Documento
☆ ☆ ☆ ☆

ROMA. SIT-IN PER RICORDARE OLTRE UN MILIONE DI MORTI CIVILI IN IRAQ.

Fuori le truppe dall'Iraq

No ad azioni militari contro l'Iran

Peaceandjustice.it

Roma, Piazza Navona

sabato, 27 ottobre, ore 17.30-19.30
Sabato, 27 ottobre, per la prima volta, si organizzano manifestazioni di massa contemporaneamente in 11 città negli Stati Uniti per esigere il ritiro immediato delle truppe dall'Iraq ed opporsi ad azioni militari contro l'Iran. La gente scenderà in piazza nelle grandi città come Boston, Chicago, Los Angeles, New York, Orlando, Philadelphia, San Francisco e Seattle ma anche a New Orleans, anch'essa vittima di politiche devastanti, a Jonesborough nel Tennessee, dove si trova la sede di uno dei più grandi produttori di armi a base di uranio impoverito e a Salt Lake City nello Utah, l'unico stato dove Bush mantiene un indice di consenso sopra il 50%.

☆ ☆ ☆ ☆

Materiale di riferimento
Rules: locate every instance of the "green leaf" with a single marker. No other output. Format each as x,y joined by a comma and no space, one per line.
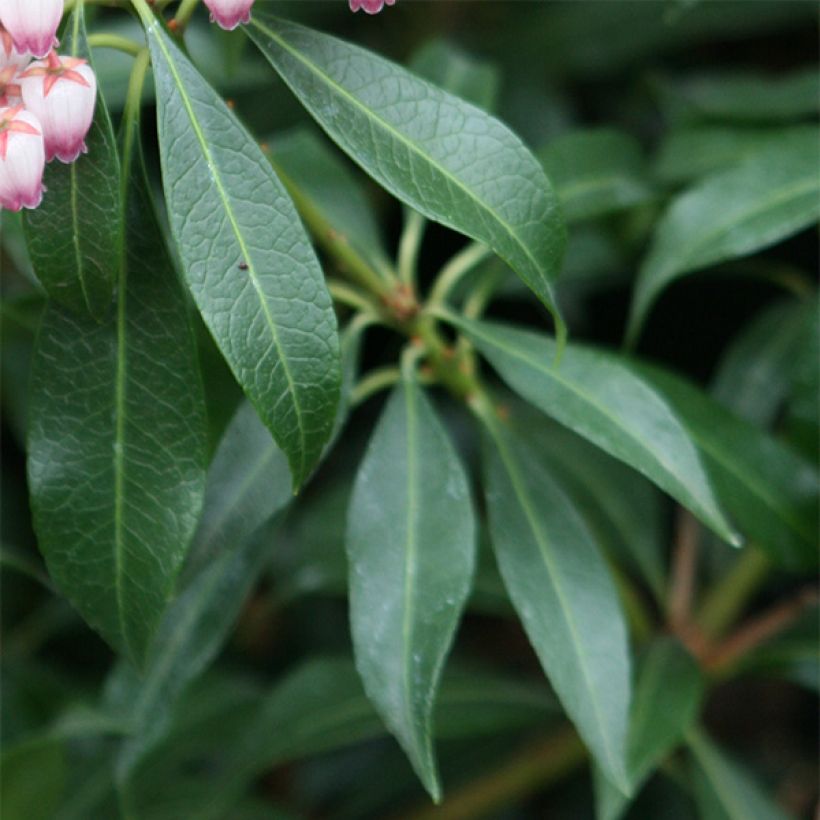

☆ ☆ ☆ ☆

Esercizi da svolgere
1. Ricopia dal documento, senza alcuna modifica, il tratto che va da "Fuori le truppe" fino a "sopra il 50%.".
2. Traduci in inglese questa frase del documento: "Sabato, 27 ottobre, per la prima volta, si organizzano manifestazioni di massa contemporaneamente in 11 città negli Stati Uniti per esigere il ritiro immediato delle truppe dall'Iraq ed opporsi ad azioni militari contro l'Iran."
L'elenco non ha alcun ruolo in questo lavoro.

Risposte attese
1.
Fuori le truppe dall'Iraq

No ad azioni militari contro l'Iran

Peaceandjustice.it

Roma, Piazza Navona

sabato, 27 ottobre, ore 17.30-19.30
Sabato, 27 ottobre, per la prima volta, si organizzano manifestazioni di massa contemporaneamente in 11 città negli Stati Uniti per esigere il ritiro immediato delle truppe dall'Iraq ed opporsi ad azioni militari contro l'Iran. La gente scenderà in piazza nelle grandi città come Boston, Chicago, Los Angeles, New York, Orlando, Philadelphia, San Francisco e Seattle ma anche a New Orleans, anch'essa vittima di politiche devastanti, a Jonesborough nel Tennessee, dove si trova la sede di uno dei più grandi produttori di armi a base di uranio impoverito e a Salt Lake City nello Utah, l'unico stato dove Bush mantiene un indice di consenso sopra il 50%.

2. On Saturday, October 27, for the first time, mass demonstrations are being organized simultaneously in 11 cities in the United States to demand the immediate withdrawal of troops from Iraq and to oppose military action against Iran.